• [Task directions]
In the listing below, find each line that holds the string "green" and copy it.

• [Supplied material]
· · · ·
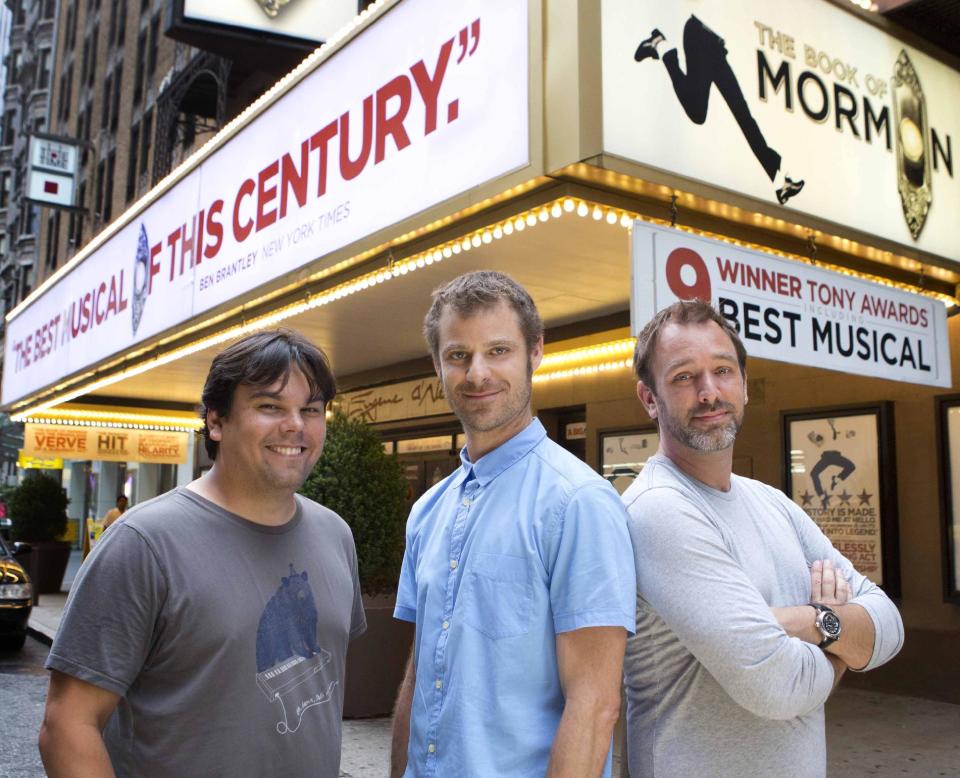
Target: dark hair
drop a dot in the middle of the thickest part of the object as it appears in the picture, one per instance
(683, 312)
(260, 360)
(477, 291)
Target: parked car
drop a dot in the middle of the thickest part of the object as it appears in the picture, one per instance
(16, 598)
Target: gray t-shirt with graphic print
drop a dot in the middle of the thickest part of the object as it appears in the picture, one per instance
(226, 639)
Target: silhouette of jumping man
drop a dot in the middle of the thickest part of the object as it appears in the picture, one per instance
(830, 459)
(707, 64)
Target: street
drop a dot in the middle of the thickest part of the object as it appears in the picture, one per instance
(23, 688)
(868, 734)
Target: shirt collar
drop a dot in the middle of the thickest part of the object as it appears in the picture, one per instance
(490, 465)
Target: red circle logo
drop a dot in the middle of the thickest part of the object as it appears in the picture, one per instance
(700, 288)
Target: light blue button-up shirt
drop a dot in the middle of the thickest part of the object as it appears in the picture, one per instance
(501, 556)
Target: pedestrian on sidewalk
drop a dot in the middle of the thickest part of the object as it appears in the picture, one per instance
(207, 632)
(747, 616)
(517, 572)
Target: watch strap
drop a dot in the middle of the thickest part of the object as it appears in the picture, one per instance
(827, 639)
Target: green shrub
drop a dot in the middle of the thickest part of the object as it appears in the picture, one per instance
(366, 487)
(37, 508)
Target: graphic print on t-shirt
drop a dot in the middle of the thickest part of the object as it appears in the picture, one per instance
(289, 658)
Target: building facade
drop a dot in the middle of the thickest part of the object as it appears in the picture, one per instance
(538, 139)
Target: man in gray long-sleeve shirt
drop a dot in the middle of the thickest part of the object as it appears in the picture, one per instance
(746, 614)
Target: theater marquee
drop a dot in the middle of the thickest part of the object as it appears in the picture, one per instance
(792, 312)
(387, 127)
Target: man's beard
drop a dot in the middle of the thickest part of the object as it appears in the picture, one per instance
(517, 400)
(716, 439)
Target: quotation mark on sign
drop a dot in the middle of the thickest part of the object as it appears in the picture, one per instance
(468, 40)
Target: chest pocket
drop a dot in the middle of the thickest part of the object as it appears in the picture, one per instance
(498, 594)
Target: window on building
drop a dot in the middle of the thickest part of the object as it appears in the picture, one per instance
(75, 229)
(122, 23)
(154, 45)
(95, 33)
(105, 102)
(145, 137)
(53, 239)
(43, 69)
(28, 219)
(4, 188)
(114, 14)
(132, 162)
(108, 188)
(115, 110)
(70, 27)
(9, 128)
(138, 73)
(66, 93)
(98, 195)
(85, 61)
· · · ·
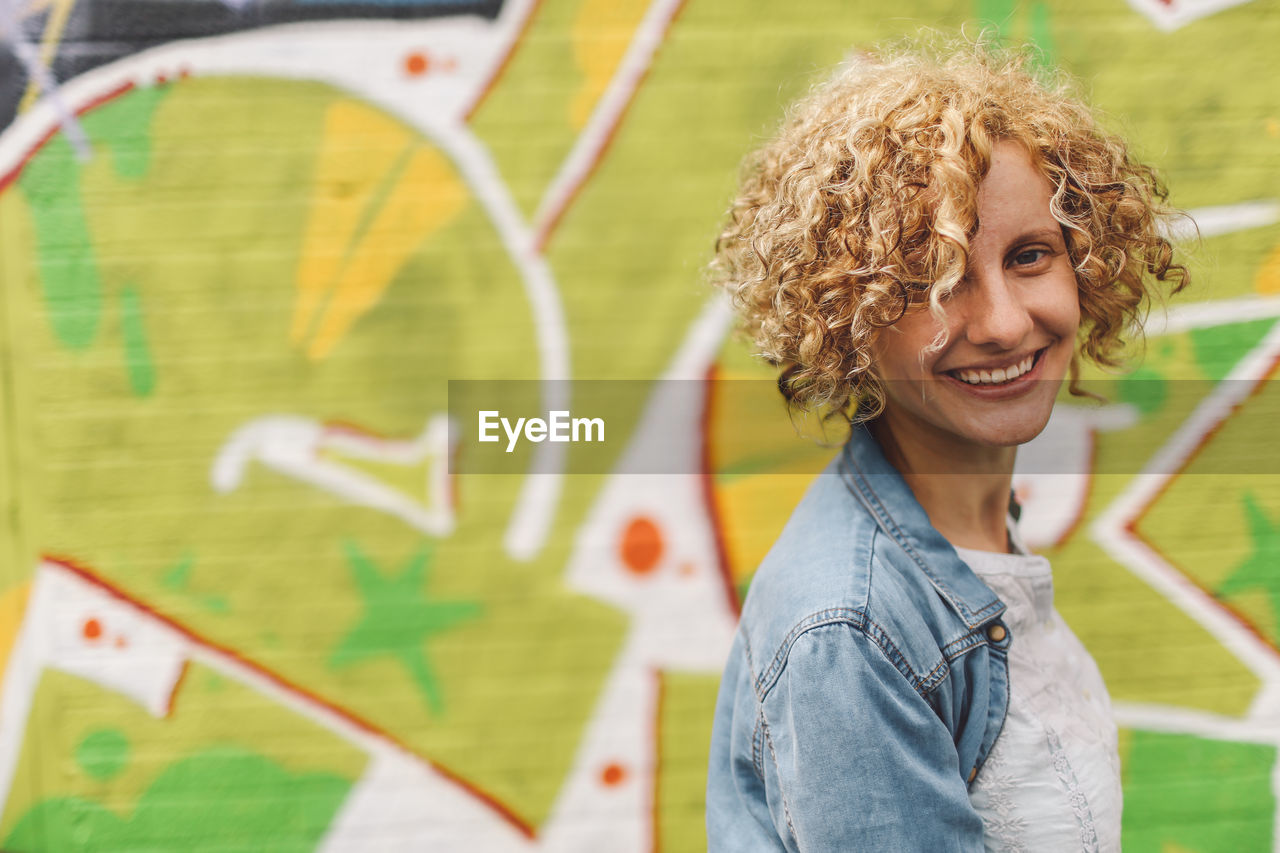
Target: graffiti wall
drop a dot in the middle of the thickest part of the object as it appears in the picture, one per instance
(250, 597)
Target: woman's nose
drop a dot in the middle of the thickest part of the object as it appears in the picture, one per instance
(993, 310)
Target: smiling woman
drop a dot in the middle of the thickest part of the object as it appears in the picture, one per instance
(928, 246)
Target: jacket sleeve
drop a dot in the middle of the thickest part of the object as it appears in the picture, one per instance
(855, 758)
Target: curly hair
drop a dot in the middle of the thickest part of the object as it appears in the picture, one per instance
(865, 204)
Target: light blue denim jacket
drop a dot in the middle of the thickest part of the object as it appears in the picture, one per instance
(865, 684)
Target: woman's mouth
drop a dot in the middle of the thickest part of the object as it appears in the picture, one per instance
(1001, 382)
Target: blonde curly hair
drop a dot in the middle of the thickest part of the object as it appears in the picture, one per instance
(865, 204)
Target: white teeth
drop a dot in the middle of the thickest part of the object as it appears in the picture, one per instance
· · · ·
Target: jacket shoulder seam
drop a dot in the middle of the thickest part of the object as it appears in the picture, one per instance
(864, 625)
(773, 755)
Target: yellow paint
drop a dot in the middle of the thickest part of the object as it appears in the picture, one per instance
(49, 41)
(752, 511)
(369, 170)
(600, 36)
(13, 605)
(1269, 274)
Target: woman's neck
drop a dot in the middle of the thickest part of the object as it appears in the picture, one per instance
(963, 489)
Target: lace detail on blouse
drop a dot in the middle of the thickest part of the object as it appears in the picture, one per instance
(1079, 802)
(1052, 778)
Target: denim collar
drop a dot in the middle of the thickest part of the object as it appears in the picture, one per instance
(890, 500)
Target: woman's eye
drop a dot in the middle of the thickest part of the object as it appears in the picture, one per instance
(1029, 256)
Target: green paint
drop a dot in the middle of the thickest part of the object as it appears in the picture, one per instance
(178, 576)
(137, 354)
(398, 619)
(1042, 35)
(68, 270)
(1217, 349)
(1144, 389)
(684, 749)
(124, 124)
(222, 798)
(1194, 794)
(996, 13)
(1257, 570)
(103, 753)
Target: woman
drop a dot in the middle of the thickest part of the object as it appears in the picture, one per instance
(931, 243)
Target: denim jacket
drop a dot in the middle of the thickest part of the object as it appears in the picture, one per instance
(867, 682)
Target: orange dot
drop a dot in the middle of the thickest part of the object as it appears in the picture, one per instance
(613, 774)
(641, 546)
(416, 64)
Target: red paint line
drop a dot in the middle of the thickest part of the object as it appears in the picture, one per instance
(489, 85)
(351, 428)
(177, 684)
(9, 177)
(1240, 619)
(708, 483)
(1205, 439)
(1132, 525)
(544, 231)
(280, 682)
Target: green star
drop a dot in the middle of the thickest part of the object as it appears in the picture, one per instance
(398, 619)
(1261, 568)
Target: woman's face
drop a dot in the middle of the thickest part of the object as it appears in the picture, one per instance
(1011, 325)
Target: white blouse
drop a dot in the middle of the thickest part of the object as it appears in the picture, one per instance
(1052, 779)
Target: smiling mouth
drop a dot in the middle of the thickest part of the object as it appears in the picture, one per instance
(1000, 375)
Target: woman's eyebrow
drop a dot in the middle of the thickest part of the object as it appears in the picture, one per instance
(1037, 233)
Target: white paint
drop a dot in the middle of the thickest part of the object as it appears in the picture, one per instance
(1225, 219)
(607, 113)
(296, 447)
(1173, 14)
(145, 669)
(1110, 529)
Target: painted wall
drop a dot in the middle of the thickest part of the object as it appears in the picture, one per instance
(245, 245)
· · · ·
• [Response for this exercise]
Target: green shrub
Target: green paint
Target: green star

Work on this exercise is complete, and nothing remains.